OBJECTIVE => Render the lines in the rows below as a JSON list of strings, one string per line and no blank lines. Begin with the line that contains "Return one point per instance of the parked" and go on through the line that contains "x=458, y=355", with both of those lines included.

[Point placement records]
>>>

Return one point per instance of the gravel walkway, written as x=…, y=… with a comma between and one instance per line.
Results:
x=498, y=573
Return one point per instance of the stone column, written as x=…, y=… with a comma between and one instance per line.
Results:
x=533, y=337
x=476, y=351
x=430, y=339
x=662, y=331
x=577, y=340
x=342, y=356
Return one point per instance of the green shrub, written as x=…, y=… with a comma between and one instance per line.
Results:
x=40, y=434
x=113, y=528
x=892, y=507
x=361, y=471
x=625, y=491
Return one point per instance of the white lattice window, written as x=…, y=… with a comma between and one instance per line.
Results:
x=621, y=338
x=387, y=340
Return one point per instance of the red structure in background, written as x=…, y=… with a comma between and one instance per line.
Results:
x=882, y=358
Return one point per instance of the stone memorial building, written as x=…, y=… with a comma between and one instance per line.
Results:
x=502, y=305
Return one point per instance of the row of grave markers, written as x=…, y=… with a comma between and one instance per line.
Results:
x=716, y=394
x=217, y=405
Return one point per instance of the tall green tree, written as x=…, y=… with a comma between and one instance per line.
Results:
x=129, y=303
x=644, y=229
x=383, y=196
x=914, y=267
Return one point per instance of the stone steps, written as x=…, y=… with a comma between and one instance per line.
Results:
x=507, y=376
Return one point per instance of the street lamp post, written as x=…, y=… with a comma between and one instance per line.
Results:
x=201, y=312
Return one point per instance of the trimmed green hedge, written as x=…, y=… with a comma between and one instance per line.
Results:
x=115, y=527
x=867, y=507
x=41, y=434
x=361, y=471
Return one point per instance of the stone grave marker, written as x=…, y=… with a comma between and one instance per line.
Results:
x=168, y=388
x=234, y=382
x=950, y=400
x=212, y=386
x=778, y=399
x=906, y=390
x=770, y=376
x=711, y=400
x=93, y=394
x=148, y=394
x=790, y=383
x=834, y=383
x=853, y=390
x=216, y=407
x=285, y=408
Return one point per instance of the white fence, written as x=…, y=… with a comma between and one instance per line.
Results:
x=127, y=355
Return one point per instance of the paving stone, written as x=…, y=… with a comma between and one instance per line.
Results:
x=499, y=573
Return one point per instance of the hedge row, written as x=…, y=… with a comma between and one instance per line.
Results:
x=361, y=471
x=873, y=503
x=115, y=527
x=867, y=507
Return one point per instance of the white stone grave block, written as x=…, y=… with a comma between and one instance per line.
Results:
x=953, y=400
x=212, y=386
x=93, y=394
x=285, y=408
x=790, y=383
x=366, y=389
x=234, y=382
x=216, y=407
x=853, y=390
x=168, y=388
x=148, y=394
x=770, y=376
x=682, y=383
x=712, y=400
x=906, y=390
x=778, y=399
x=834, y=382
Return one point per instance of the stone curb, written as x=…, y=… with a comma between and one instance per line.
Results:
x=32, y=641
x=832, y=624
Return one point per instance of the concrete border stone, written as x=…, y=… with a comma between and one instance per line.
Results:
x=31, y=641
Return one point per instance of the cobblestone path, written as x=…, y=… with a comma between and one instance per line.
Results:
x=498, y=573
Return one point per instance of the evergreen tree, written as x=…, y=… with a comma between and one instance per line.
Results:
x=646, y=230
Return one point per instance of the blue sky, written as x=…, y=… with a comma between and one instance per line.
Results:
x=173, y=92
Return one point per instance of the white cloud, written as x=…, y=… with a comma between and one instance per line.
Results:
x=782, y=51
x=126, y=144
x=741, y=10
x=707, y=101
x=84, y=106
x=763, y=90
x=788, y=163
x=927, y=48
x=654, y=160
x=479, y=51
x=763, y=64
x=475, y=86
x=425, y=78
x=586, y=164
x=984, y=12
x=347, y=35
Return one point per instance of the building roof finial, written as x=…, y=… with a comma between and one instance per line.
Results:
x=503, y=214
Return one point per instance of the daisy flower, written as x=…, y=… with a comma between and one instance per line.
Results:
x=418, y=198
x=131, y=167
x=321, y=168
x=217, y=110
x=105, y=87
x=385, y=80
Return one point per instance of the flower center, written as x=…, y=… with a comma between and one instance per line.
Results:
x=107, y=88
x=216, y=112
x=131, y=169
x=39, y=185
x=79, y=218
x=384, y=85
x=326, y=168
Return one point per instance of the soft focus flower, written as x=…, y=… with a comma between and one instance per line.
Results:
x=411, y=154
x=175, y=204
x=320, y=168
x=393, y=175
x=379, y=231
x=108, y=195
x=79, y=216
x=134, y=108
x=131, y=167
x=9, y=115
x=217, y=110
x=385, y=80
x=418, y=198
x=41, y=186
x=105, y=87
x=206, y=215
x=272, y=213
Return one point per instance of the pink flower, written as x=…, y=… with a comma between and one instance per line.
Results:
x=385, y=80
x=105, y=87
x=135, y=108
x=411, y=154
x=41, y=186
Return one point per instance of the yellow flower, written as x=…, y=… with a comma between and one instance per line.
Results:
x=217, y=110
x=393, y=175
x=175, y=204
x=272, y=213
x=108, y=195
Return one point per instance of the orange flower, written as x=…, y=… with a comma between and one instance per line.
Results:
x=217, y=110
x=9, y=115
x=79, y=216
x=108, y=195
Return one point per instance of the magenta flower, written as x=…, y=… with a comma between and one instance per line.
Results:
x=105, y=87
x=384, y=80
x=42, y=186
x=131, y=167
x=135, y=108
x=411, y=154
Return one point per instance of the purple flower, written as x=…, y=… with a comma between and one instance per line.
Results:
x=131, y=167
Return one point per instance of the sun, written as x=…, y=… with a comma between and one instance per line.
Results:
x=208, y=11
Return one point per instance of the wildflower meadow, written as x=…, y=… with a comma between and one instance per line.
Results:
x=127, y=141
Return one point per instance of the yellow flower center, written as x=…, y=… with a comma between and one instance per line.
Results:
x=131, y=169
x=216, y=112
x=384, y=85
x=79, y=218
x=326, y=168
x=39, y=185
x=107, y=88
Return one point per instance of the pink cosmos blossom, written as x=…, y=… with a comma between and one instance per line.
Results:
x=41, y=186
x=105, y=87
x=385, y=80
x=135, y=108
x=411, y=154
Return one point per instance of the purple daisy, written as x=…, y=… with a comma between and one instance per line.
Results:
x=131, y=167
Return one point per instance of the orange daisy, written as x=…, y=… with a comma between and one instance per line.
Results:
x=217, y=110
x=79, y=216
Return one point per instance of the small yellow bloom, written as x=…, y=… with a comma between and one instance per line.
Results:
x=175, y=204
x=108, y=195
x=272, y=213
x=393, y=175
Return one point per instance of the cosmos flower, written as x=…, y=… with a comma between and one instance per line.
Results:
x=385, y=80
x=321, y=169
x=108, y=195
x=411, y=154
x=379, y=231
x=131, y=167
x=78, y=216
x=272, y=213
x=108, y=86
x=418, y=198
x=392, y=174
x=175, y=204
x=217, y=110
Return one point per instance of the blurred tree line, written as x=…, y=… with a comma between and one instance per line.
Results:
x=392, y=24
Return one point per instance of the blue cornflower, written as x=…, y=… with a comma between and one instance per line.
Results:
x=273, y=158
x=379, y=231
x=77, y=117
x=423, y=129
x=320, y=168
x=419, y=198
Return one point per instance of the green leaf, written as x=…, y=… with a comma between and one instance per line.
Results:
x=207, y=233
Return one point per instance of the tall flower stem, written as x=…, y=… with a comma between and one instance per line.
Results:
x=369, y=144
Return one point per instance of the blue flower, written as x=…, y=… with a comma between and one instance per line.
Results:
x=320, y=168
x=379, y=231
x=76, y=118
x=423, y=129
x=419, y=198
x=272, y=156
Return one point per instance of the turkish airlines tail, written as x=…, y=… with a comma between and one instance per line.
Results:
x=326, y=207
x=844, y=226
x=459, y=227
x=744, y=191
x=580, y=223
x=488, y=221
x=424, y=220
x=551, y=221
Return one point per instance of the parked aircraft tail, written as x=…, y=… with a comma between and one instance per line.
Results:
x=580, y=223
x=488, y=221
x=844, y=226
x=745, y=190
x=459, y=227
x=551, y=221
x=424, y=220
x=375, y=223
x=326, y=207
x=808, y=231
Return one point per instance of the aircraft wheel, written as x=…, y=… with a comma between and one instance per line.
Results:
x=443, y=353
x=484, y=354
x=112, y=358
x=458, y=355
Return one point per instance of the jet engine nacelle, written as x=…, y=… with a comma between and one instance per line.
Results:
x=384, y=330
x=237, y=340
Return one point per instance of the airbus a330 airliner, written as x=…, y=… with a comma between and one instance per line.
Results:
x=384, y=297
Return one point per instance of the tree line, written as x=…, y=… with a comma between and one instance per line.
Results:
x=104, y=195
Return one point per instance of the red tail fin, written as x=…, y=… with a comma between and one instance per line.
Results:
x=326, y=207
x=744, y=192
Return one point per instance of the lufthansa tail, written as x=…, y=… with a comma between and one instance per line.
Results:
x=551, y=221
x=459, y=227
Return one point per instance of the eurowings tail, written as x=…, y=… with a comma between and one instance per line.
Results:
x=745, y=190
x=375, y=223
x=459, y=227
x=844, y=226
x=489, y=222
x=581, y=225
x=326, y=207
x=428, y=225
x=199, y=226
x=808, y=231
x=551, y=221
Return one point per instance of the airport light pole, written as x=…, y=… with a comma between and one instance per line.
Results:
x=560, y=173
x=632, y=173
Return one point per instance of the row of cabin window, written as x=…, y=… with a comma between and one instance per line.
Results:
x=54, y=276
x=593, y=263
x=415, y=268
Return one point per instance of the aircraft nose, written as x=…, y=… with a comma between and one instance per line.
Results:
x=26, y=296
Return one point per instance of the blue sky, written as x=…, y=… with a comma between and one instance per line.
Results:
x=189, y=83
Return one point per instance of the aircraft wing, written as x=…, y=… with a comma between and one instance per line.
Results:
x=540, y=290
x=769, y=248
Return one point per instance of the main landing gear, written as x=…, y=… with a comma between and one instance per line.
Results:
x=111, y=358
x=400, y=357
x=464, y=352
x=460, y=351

<<<

COMPLETED EXERCISE =>
[
  "Return one point per instance of the parked aircraft tail, written as x=…, y=… with a comma between and one instance per line.",
  "Results:",
  "x=580, y=223",
  "x=488, y=221",
  "x=844, y=226",
  "x=745, y=190",
  "x=459, y=227",
  "x=551, y=221",
  "x=424, y=220",
  "x=375, y=223",
  "x=326, y=207",
  "x=808, y=231",
  "Return one point per instance of the aircraft wheel, written as x=…, y=… with a comma between and one instance per line.",
  "Results:",
  "x=443, y=353",
  "x=484, y=354",
  "x=112, y=358",
  "x=458, y=355"
]